Repeat the lines from the line with "Target: suit lapel" to the line with "Target: grey trousers" in the listing below, keeping both end lines and adding nothing.

Records provided.
/---

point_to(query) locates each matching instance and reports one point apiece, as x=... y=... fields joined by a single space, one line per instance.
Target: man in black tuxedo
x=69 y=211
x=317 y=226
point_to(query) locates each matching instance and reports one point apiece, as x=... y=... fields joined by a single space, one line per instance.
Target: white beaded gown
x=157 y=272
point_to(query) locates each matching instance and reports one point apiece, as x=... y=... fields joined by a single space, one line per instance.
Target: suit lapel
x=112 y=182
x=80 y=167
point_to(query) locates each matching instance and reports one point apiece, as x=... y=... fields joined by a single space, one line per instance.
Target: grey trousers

\---
/---

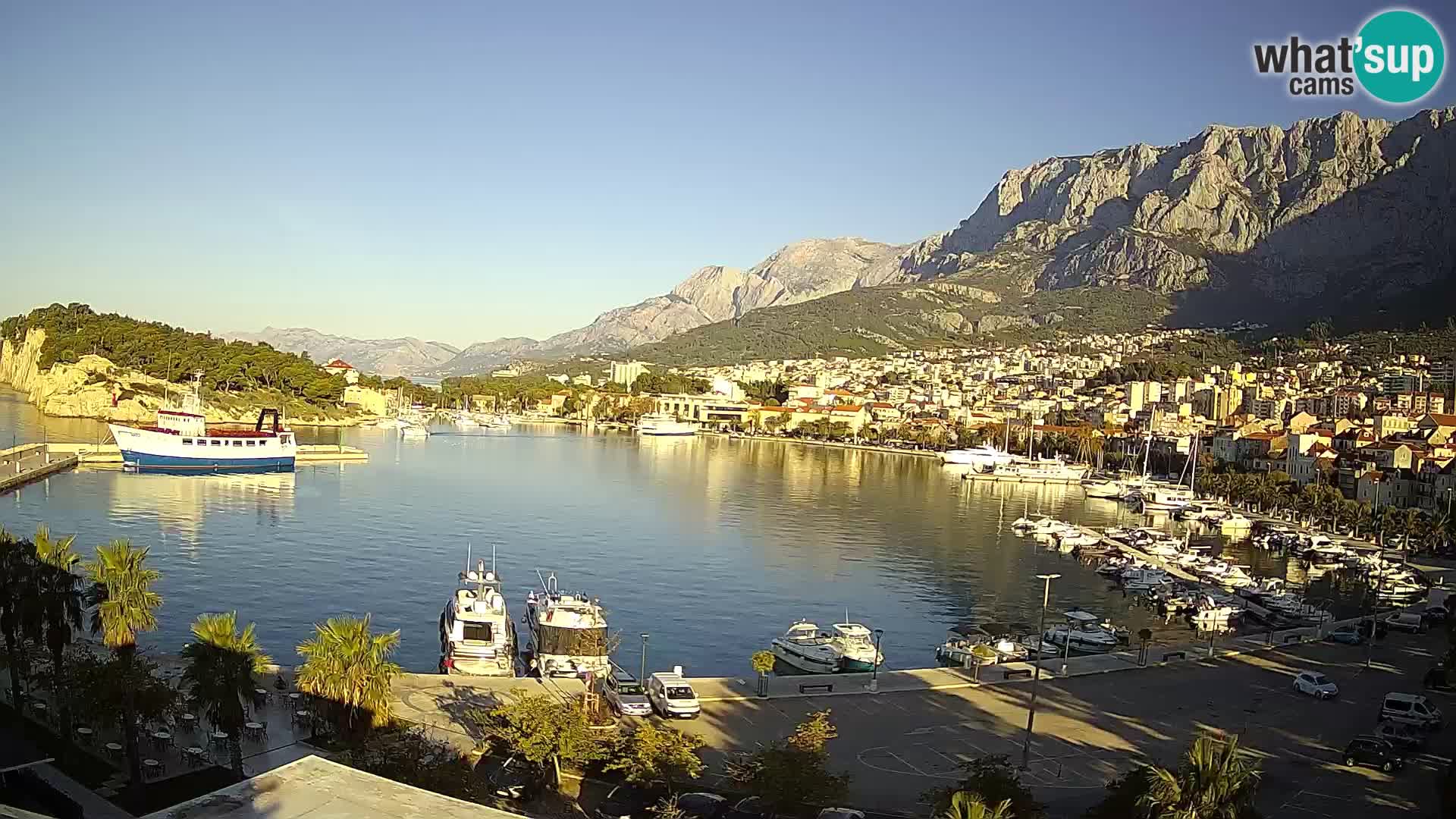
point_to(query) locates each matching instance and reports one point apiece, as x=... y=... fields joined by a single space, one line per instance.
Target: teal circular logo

\---
/---

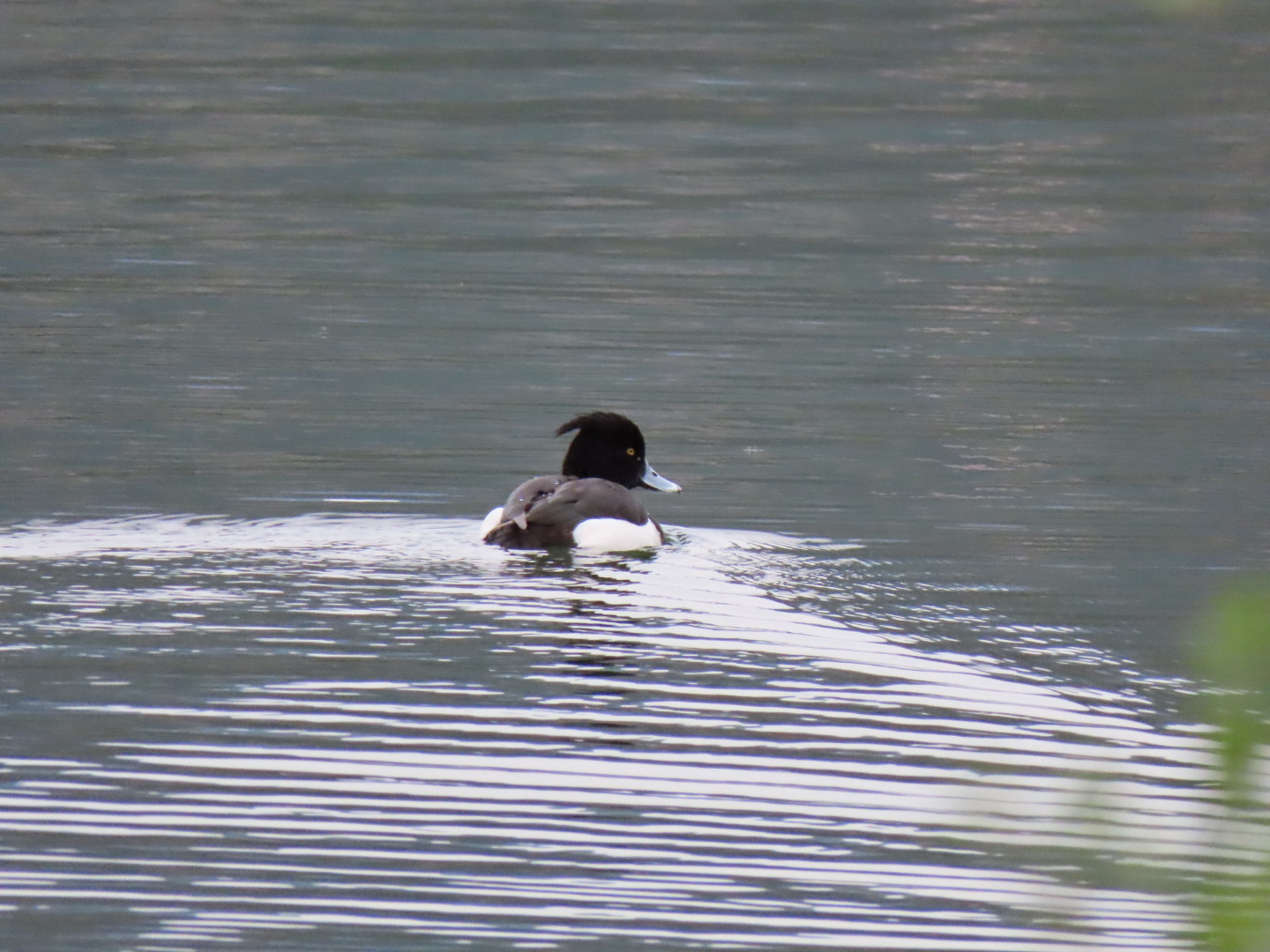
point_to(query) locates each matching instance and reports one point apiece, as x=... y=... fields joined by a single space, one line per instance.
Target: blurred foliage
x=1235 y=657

\---

Solution for this task.
Target: suit lapel
x=112 y=182
x=80 y=167
point_to(query) locates each matching instance and reports one point apiece, as x=... y=... fields joined by a single space, one line per instance.
Target: grey trousers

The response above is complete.